(Data for processing):

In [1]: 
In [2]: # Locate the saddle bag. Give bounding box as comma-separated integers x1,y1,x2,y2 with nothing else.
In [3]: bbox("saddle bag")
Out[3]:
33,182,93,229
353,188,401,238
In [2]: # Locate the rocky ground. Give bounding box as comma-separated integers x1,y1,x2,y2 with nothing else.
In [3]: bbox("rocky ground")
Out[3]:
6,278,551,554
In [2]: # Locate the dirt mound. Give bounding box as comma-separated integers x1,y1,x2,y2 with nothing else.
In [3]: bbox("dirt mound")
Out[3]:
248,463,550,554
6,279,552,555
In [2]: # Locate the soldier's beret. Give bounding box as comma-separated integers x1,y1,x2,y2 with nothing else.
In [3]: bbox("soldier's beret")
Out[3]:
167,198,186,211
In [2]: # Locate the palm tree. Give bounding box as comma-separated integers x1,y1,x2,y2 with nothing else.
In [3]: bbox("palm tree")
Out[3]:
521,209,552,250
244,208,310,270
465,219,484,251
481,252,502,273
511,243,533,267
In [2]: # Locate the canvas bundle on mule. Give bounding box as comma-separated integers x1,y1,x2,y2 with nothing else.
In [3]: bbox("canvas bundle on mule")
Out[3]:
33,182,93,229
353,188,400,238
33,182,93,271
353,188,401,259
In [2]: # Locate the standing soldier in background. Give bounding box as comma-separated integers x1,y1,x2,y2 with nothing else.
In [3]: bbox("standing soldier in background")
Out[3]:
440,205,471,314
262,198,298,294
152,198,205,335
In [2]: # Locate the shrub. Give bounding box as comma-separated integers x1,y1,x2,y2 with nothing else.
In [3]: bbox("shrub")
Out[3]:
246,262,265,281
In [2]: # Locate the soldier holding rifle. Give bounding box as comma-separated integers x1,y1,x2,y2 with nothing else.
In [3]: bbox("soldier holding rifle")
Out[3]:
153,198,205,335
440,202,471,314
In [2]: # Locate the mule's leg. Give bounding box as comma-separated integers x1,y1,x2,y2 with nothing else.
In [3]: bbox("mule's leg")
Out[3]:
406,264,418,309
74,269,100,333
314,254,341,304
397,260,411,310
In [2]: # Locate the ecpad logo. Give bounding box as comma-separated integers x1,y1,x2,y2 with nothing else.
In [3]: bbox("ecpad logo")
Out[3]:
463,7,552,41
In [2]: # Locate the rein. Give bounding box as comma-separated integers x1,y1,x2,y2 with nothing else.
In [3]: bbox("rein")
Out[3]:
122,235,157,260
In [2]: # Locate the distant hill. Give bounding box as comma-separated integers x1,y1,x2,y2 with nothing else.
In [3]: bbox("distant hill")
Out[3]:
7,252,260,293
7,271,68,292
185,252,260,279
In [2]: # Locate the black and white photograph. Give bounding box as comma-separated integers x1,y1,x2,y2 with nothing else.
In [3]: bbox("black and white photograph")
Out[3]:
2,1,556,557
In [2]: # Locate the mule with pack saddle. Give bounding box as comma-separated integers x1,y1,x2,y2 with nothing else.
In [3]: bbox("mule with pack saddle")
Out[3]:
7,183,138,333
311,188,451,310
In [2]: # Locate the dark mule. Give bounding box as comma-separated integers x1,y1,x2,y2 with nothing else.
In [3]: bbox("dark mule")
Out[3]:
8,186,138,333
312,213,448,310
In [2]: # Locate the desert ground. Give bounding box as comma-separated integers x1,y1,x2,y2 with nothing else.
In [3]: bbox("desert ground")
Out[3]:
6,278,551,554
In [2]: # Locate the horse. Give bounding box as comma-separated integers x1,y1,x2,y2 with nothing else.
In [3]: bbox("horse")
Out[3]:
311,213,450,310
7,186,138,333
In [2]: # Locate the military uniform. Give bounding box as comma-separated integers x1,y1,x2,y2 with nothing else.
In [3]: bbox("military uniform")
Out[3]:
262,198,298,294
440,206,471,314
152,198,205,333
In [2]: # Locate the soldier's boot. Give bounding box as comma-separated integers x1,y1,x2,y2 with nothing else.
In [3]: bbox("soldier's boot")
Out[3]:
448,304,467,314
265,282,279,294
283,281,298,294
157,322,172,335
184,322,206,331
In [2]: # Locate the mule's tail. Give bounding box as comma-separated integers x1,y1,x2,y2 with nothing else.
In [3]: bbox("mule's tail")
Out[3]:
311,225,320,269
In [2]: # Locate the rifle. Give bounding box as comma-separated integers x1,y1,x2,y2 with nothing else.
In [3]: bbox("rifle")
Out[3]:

(Exercise):
Could you reproduce all of the entries above verbatim, changing nothing?

(Answer to this task):
In [1]: 
In [2]: # Locate the saddle bag. Give bounding box as comma-separated integers x1,y1,x2,y2 with nothing else.
In [3]: bbox("saddle bag")
Out[3]:
33,182,93,229
353,188,401,238
In [2]: # Locate the rocky ground. Give bounding box as comma-separated integers x1,y1,x2,y2 with nothing else.
In [3]: bbox("rocky ground")
Out[3]:
6,278,551,554
In [2]: # Locate the dirt mound. Give bounding box as comma-separated integers x1,y1,x2,y2 with nothing else.
In [3]: bbox("dirt mound")
Out[3]:
248,463,550,554
6,279,552,555
In [2]: # Locate the soldier's beret. Give bounding box as comma-separated integers x1,y1,x2,y2 with nothing else.
In [3]: bbox("soldier's beret")
Out[3]:
167,198,186,211
In [2]: # Locate the palm tree. Give bounding box as comma-separated integers x1,y1,x2,y2 with nothing else.
In [3]: bbox("palm tree")
Out[3]:
521,209,552,250
244,208,310,270
465,219,484,251
481,252,502,273
511,243,533,267
In [2]: # Locate the canvas bundle on mule. Give bounding box as comma-separated integers x1,y1,x2,y2 with nothing else.
In [3]: bbox("canvas bundle on mule")
Out[3]:
33,182,93,229
353,188,400,238
33,182,93,271
353,188,401,259
In [2]: # Locate the standing soldier in background. Give bounding box as comma-separated integers x1,y1,x2,y2 with nothing else.
In [3]: bbox("standing soldier in background")
Out[3]:
440,205,471,314
262,198,298,294
152,198,205,335
In [2]: # Locate the shrub. Give bounding box as comma-separated integers x1,y1,x2,y2 with nothing else.
In [3]: bbox("shrub")
Out[3]:
246,262,265,281
In [2]: # Locate the soldier holding rifle. Give bounding box as comma-separated integers x1,y1,x2,y2 with nothing else.
In [3]: bbox("soldier holding rifle")
Out[3]:
153,198,205,335
440,202,471,314
In [2]: # Locate the mule's leg. Give bounding box as comma-separated integers x1,y1,x2,y2 with nothing else.
In [3]: bbox("mule's leg")
Out[3]:
406,264,418,309
74,269,100,333
314,254,341,304
397,260,411,310
In [2]: # Locate the ecpad logo. Give bounding box as comma-separated integers x1,y1,x2,y2 with nothing else.
In [3]: bbox("ecpad logo")
Out[3]:
463,7,552,41
In [2]: # Locate the rein. Give bounding box as comma-separated integers x1,y1,x2,y2 with nothing else.
In [3]: bbox("rein")
Out[3]:
122,235,157,260
In [2]: # Locate the distant hill. Give bounding box as comma-separated integers x1,y1,x2,y2 with nothing else.
In [3]: bbox("distant hill")
Out[3]:
7,252,260,293
7,271,68,292
185,252,260,279
In [2]: # Locate the black and white photograph. Give bounding box as comma-separated integers x1,y1,x2,y2 with nothing else.
In [3]: bbox("black and white photograph")
Out[3]:
2,1,556,557
In [2]: # Locate the mule with pack saddle. Give bounding box as comma-separated integers x1,y1,x2,y2 with nothing else.
In [3]: bbox("mule with pack saddle")
Out[3]:
7,183,138,333
311,188,451,310
In [2]: # Locate the dark mule. Give bounding box as comma-separated integers x1,y1,x2,y2 with nothing else.
In [3]: bbox("dark mule")
Out[3]:
8,186,138,333
312,213,448,310
In [2]: # Locate the desert ground. Give bounding box as comma-separated integers x1,y1,x2,y2 with nothing else.
In [3]: bbox("desert ground")
Out[3]:
6,278,551,554
In [2]: # Locate the horse. Give bounding box as comma-separated integers x1,y1,x2,y2 with nothing else.
In [3]: bbox("horse")
Out[3]:
311,213,450,310
7,186,138,333
In [2]: # Locate the military uniform. Give bounding box as comma-separated integers x1,y1,x2,y2 with nothing else.
In [3]: bbox("military uniform")
Out[3]:
262,198,298,294
440,206,471,314
152,198,205,333
In [2]: # Locate the soldier's boot. Give bounding box as comma-separated integers x1,y1,x2,y2 with nothing else.
In [3]: bbox("soldier's boot")
Out[3]:
448,304,467,314
265,282,279,294
283,281,298,294
157,322,172,335
184,322,206,331
In [2]: # Locate the mule's tail. Give bounding box as comma-separated integers x1,y1,x2,y2 with nothing else.
In [3]: bbox("mule's tail")
Out[3]:
311,225,320,269
In [2]: # Locate the rifle. Give bounding box as comma-separated integers x1,y1,x2,y2 with nothing else.
In [3]: bbox("rifle")
Out[3]:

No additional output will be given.